_GIVEN TEXT_
↓↓↓
Keynote - Adversary Modeling in Multimedia Surveillance
Mohan Kankanhalli
Abstract- Multimedia Surveillance systems are used for three purposes of
deterrence, real-time monitoring and forensics. In all of intended
uses, the notion of an adversary who is actively trying to defeat
the system has not been studied much.
We consider surveillance problems to be a set of system-adversary
interaction problems in which an adversary can be modeled as a rational
(selfish) agent trying to maximize his utility. We feel that
appropriate adversary modeling can provide deep insights into the
system performance and also clues for optimizing the system's performance
against the adversary. Further, the system designers should exploit the
fact that they can impose certain restrictions on the intruders and the
way they interact with the system. The system designers can analyze the
scenario to determine conditions under which system outperforms the
adversaries, and then suitably re-engineer the environment under a
"scenario engineering" approach to help the system outperform the adversary.
↑↑↑
(Entries drawn from a collection)
↓↓↓
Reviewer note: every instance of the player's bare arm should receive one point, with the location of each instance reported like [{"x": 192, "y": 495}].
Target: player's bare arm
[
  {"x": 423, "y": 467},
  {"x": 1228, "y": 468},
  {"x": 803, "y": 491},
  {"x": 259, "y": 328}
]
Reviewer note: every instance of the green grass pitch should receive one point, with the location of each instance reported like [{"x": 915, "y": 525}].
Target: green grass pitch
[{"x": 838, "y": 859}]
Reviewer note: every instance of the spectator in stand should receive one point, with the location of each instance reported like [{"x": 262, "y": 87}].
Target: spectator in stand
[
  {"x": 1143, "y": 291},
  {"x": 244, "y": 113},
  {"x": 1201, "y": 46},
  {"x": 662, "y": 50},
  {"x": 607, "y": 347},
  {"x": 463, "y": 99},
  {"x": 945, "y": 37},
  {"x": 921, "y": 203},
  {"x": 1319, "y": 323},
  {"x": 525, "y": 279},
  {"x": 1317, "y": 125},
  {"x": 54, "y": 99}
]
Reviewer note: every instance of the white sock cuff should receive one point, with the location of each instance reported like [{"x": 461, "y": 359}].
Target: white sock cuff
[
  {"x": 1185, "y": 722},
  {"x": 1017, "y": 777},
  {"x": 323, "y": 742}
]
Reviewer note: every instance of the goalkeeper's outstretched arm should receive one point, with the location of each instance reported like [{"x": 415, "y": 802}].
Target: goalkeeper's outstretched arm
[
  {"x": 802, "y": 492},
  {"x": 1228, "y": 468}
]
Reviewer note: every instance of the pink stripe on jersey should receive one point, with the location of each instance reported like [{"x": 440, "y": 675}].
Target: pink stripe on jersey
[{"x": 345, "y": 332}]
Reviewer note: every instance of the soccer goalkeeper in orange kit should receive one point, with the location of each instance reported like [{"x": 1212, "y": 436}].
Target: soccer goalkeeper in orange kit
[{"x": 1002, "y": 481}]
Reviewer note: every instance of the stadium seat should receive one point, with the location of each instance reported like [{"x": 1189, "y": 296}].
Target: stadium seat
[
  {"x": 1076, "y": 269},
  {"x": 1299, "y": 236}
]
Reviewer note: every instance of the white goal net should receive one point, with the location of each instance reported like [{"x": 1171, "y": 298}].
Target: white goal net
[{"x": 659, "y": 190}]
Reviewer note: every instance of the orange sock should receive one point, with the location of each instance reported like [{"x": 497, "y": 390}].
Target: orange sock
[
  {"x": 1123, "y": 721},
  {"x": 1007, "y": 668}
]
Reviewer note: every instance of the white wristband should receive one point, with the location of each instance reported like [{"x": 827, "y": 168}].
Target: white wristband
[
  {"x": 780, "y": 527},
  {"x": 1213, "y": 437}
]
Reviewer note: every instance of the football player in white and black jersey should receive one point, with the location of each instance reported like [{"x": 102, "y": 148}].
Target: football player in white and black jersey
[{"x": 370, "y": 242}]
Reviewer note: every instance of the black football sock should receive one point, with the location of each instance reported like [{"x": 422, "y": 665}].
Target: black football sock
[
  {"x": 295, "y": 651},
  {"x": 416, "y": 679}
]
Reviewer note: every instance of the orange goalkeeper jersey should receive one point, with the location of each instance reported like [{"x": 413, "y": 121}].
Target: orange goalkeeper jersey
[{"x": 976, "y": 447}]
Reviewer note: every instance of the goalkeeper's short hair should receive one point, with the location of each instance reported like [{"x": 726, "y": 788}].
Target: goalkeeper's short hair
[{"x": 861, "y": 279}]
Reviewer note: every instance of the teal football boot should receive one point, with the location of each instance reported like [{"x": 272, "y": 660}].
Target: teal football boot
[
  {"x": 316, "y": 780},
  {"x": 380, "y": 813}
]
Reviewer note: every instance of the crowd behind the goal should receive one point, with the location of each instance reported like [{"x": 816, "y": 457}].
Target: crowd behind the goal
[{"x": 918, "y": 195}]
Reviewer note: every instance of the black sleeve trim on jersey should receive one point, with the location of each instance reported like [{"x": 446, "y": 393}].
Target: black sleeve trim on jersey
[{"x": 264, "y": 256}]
↑↑↑
↓↓↓
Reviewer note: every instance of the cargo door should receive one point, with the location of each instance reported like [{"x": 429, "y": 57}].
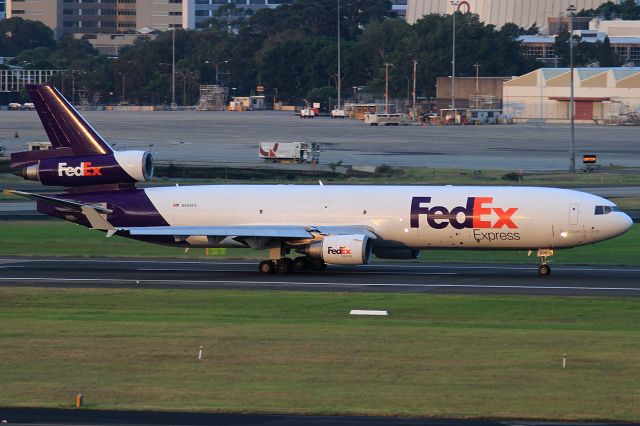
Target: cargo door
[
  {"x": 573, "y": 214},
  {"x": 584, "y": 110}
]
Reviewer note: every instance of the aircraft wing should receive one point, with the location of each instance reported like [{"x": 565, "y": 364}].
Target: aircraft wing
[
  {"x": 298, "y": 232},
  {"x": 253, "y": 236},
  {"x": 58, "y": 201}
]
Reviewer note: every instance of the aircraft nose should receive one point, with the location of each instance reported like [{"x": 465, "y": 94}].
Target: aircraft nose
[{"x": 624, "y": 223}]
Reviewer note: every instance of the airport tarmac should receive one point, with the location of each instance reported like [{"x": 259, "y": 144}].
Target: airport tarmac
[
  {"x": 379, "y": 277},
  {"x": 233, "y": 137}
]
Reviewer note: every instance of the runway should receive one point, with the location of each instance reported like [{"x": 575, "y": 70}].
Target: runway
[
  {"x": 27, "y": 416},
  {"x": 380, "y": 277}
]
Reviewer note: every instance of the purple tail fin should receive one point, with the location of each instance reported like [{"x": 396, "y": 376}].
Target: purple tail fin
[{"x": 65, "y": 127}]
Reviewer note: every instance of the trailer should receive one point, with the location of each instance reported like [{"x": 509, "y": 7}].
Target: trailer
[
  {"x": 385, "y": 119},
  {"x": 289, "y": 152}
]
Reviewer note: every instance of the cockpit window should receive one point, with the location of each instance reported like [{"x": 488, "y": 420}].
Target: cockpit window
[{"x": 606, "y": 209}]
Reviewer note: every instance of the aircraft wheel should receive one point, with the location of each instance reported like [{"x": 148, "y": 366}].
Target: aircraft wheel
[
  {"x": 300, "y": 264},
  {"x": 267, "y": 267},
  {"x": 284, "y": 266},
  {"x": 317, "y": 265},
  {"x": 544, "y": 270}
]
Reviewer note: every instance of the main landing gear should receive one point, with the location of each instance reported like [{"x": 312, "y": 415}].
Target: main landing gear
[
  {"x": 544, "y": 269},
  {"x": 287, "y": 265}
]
↑↑↑
↓↓↓
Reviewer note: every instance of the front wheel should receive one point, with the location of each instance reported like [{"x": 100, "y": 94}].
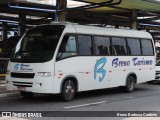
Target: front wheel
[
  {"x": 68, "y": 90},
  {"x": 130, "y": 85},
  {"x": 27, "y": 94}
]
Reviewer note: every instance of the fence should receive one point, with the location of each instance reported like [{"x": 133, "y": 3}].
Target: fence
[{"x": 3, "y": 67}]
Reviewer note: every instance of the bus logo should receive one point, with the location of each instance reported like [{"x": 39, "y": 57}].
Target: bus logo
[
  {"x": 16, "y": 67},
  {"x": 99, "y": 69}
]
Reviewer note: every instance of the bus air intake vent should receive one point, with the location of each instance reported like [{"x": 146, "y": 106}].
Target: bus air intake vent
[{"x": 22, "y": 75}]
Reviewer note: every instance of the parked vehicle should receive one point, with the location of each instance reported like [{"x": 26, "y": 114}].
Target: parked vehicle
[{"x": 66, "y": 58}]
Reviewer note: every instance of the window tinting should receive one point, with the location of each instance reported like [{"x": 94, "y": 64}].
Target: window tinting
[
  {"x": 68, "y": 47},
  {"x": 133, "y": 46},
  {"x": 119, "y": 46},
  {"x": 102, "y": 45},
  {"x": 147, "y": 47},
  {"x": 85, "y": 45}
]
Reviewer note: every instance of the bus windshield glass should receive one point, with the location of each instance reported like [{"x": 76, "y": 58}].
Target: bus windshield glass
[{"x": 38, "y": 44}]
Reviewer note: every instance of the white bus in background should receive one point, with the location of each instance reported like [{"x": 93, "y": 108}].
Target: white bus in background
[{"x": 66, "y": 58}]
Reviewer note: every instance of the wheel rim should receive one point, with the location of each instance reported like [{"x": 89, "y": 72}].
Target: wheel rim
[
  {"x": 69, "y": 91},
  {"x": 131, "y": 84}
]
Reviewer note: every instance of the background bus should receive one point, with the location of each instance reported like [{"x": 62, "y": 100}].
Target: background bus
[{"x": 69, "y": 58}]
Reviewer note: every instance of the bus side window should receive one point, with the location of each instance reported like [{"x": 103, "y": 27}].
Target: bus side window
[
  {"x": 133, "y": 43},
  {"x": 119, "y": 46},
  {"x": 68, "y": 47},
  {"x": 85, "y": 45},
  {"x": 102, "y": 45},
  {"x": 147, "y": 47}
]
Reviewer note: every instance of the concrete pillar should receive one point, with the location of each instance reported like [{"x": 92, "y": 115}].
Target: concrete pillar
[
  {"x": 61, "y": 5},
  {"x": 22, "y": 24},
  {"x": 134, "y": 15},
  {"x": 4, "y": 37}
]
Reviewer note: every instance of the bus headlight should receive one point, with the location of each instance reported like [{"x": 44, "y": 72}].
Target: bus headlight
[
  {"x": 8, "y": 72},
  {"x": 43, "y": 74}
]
↑↑↑
_GOAL A_
Turn the paragraph of the surveillance abstract that begins "We consider surveillance problems" into a shorter bulleted list that keeps its main facts.
_GOAL B_
According to the surveillance abstract, what three purposes are multimedia surveillance systems used for?
_GOAL C_
Pick up the abstract on adversary modeling in multimedia surveillance right after its final sentence and continue it.

_RESULT A_
- Surveillance problems are treated as system-adversary interaction problems, with the adversary modeled as a rational (selfish) agent trying to maximize its utility.
- Appropriate adversary modeling can give deep insight into system performance and clues for optimizing that performance against the adversary.
- System designers should exploit the fact that they can impose certain restrictions on intruders and on how intruders interact with the system.
- Designers can analyze the scenario to find conditions under which the system outperforms adversaries. They can then re-engineer the environment through a "scenario engineering" approach to help the system outperform the adversary.

_RESULT B_
Deterrence, real-time monitoring, and forensics.

_RESULT C_
We show such enhancements to two significantly different surveillance
scenarios using a game theoretic framework and present results of their
adaptation. While the precise enforcements for the zero-sum ATM lobby
monitoring scenario and the non-zero-sum traffic monitoring scenario
are different, they lead to some useful generic guidelines for surveillance
system designers.
Mohan Kankanhalli is a Professor at the Department of Computer
Science at the National University of Singapore. He is also the
Vice-Dean for Academic Affairs and Graduate Studies at the
NUS School of Computing. He obtained his BTech (Electrical Engineering)
from the Indian Institute of Technology, Kharagpur and his MS/PhD (Computer
and Systems Engineering) from the Rensselaer Polytechnic Institute.
He is actively involved in the organization of many major conferences in
the area of Multimedia. He is on the editorial boards of several journals
including the ACM Transactions on Multimedia Computing, Communications,
and Applications, IEEE Transactions on Multimedia, Springer Multimedia
Systems Journal, Multimedia Tools and Applications, and the Pattern Recognition
Journal.
His current research interests are in Multimedia Systems (content processing,
retrieval) and Multimedia Security (surveillance, digital rights management
and forensics).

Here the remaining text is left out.